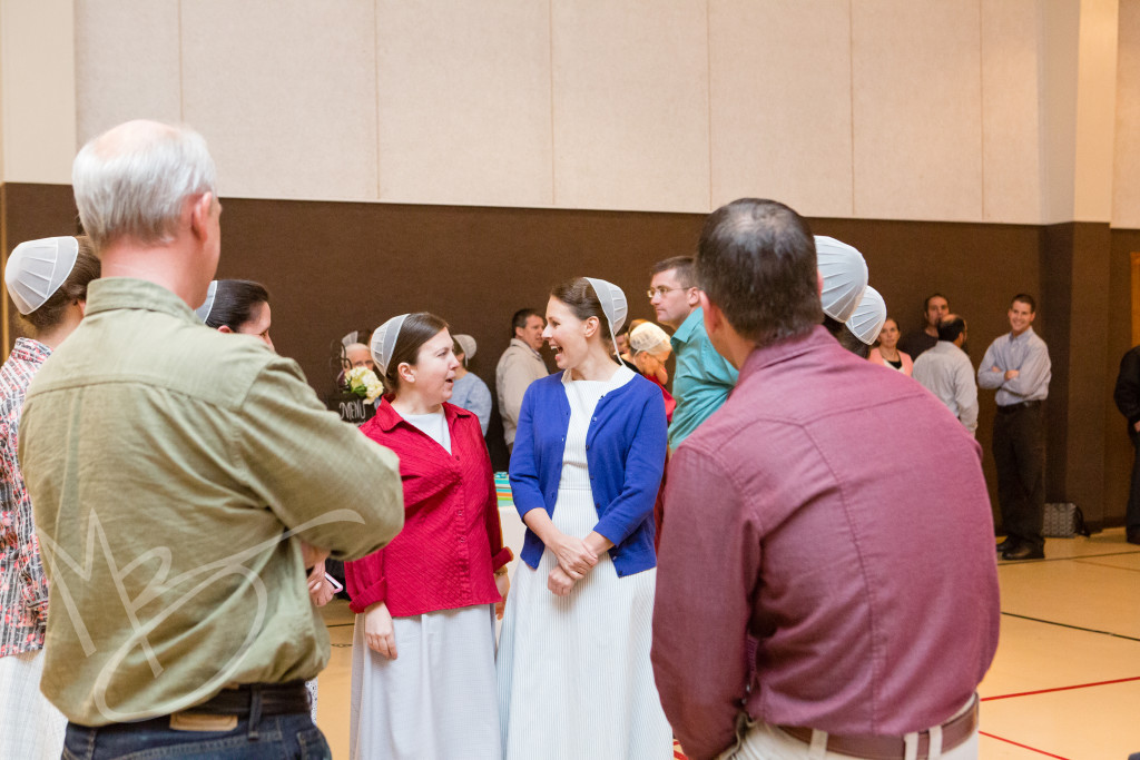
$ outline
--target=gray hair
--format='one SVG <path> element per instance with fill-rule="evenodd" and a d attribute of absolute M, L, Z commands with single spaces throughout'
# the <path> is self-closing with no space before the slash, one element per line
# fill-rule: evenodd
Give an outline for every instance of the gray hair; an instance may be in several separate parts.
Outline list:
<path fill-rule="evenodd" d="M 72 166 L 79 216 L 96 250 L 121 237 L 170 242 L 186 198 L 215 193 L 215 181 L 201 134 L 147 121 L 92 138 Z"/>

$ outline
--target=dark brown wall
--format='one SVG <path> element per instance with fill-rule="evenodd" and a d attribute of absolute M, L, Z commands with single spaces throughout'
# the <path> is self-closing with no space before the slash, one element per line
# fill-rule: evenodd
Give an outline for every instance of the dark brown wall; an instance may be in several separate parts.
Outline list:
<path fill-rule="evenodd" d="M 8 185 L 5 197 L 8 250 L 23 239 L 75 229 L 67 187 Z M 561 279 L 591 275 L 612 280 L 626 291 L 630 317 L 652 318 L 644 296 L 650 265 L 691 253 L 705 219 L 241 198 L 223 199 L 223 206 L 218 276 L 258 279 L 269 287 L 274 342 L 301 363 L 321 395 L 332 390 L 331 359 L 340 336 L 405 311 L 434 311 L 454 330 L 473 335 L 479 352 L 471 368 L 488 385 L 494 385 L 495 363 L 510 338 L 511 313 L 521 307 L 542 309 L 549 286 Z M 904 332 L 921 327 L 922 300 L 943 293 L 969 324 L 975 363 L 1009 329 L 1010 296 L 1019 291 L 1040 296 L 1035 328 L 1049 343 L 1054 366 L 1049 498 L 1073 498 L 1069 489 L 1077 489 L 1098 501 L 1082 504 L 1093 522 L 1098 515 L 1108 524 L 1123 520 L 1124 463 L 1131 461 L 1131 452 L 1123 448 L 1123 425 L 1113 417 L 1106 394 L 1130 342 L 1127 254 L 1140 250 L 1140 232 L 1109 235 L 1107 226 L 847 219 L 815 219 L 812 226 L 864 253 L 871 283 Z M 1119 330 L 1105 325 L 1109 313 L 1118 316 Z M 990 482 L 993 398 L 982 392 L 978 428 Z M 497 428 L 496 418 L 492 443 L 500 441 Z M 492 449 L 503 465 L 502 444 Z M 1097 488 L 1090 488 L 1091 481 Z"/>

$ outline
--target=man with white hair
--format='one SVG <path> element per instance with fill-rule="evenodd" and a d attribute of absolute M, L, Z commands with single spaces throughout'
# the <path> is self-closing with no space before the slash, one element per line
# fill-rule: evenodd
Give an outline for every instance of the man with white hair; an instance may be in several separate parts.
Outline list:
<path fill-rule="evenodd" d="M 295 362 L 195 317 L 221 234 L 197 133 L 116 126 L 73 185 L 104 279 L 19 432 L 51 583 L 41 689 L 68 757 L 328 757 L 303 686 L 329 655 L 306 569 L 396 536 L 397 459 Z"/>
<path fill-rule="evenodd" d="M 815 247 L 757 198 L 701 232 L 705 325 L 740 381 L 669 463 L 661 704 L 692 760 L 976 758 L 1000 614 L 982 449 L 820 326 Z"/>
▬▬▬▬▬▬
Exercise:
Rescale the stretch from the start of the items through the line containing "72 166 L 79", both ends included: repeat every line, requests included, but multiply each path coordinate in the answers by 1.75 and round to whole numbers, with halves rounding up. Leave out the pictures.

Task output:
$ outline
--target=gray hair
--format='one SVG <path> element per instance with fill-rule="evenodd" and a d attribute of absolute M, L, Z commands with single spaces throughout'
# the <path> is self-closing with no space before the slash, one element per line
# fill-rule: evenodd
Give an outline for every instance of the gray hair; an instance may be in several separate parts.
Outline list:
<path fill-rule="evenodd" d="M 126 291 L 138 378 L 168 438 L 212 415 L 298 424 L 326 347 L 376 338 L 376 317 L 352 235 L 257 212 L 161 242 Z"/>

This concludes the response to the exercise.